→ HOW TO COMPLETE THIS TASK
Below are the records. Retype exactly the lines between the lines holding "of the large" and "of the rocky", inclusive.

*** SUPPLIED DATA ***

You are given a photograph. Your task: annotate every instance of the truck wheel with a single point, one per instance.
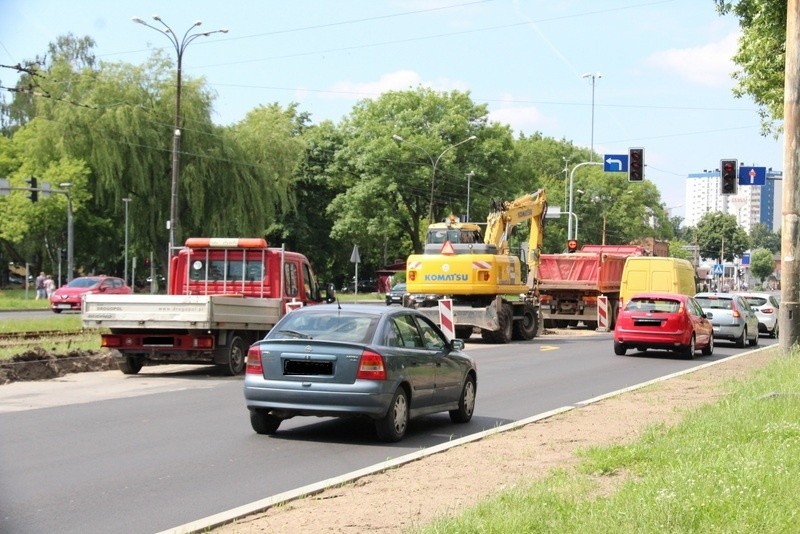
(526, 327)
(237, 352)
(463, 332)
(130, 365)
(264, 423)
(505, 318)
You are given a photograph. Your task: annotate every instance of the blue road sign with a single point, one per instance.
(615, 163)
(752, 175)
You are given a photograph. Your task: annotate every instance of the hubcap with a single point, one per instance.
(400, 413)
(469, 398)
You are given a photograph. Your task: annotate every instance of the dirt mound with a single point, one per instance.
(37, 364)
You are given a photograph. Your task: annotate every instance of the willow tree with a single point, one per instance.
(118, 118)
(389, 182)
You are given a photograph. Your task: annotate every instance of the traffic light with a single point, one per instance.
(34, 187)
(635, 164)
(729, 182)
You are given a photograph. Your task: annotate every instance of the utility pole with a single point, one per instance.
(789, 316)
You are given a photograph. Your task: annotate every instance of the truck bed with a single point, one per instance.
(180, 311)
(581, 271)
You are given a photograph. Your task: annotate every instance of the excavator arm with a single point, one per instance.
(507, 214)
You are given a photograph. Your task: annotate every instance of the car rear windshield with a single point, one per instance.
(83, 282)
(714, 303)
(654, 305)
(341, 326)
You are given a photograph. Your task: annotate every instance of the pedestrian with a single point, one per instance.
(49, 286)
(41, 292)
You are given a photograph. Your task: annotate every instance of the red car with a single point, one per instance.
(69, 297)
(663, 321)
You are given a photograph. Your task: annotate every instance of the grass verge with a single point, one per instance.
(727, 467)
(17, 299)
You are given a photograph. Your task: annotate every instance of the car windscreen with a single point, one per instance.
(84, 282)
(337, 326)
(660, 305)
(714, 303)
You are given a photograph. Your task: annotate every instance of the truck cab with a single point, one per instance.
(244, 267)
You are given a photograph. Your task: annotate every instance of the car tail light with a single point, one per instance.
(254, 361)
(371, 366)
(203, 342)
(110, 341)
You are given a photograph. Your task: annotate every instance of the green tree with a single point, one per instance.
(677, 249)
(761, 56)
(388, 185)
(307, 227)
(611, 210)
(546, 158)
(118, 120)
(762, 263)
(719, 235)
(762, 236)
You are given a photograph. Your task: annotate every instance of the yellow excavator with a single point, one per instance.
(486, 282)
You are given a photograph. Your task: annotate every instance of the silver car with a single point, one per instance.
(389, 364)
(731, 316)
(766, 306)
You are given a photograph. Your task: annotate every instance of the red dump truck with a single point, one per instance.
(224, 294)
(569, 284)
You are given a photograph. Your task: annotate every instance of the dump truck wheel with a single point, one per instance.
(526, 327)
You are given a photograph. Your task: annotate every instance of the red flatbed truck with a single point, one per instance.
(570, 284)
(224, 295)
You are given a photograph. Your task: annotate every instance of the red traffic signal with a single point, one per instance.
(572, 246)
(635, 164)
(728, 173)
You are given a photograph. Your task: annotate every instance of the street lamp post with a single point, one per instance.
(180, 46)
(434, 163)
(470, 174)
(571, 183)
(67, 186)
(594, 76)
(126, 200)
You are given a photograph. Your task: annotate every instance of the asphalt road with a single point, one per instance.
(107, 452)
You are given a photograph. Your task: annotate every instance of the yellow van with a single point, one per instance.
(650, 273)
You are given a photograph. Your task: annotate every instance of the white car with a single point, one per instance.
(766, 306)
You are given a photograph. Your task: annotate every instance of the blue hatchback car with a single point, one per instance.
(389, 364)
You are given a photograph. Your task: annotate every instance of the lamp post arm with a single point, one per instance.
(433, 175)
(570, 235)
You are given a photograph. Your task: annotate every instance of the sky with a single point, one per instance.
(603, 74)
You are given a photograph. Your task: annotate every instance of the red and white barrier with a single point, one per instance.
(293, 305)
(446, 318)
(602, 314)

*** End of SUPPLIED DATA ***
*** SUPPLIED DATA ***

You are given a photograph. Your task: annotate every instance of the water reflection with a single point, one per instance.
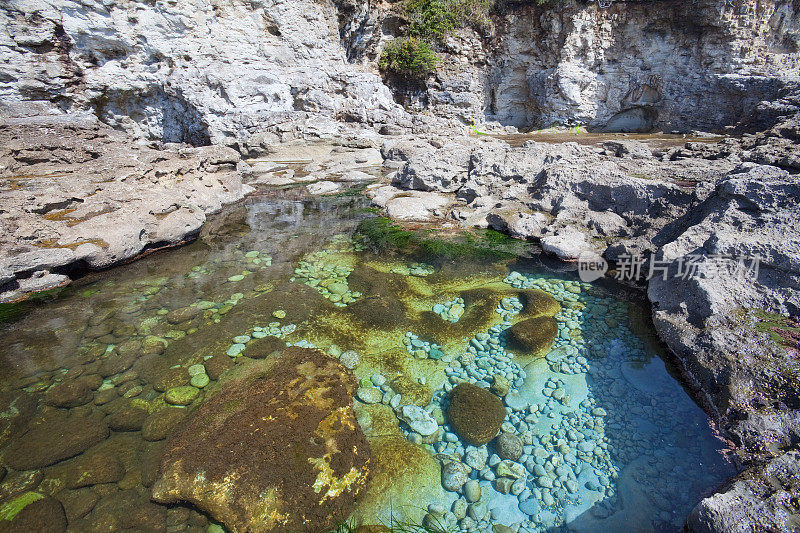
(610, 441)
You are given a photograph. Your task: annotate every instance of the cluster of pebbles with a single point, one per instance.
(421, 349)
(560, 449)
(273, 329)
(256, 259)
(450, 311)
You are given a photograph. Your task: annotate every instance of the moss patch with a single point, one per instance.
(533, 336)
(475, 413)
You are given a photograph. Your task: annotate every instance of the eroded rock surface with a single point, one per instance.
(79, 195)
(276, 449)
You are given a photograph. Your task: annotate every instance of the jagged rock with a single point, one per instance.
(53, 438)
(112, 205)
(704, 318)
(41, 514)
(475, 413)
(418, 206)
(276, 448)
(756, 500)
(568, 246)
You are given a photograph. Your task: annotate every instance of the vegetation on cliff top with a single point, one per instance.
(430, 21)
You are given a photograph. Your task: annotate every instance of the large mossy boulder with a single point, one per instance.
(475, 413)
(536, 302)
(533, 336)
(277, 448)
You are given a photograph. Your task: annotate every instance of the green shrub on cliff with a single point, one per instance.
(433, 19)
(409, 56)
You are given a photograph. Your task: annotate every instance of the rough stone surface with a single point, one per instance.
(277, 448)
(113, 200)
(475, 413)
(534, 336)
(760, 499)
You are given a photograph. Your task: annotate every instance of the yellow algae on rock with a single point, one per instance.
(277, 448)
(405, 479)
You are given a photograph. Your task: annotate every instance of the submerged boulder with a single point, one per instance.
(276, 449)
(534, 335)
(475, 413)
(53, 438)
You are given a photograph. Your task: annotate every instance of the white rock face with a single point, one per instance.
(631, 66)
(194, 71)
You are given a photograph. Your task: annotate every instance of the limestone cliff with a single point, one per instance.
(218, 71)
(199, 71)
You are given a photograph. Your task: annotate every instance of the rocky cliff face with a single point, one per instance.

*** End of SUPPLIED DATA ***

→ ANSWER TO THIS PROBLEM
You are given a photograph. Your task: annotate every instance of the large mossy boulder with a single point, one per instance.
(475, 413)
(536, 302)
(533, 336)
(277, 448)
You are given a photograph. Your task: annotate every instance of the green shrub on cliff with a single point, one per instance.
(433, 19)
(409, 56)
You are given a photograph. Your task: annotate every instance of the rough stone surface with a single point, one per instance.
(277, 448)
(113, 200)
(475, 413)
(534, 336)
(760, 499)
You are given a photograph. Your task: annotate every instance of the yellow algae on rock with a single point, one per instance.
(277, 448)
(405, 479)
You are given a photograph. Your task: annotate every instance of the submerged boulder with a single point, one per instance.
(276, 449)
(534, 335)
(475, 413)
(53, 438)
You are given a photograph. Your task: annotate every instance of the white rock face with a single point, one per instance.
(631, 66)
(194, 71)
You are given a photograph. Your task: annotate every instance of the limestone cliff with a single point, one per instance.
(218, 71)
(199, 71)
You are given a photograph. Your task: annotate every instance of the rocky cliff face with a single point, one per instance.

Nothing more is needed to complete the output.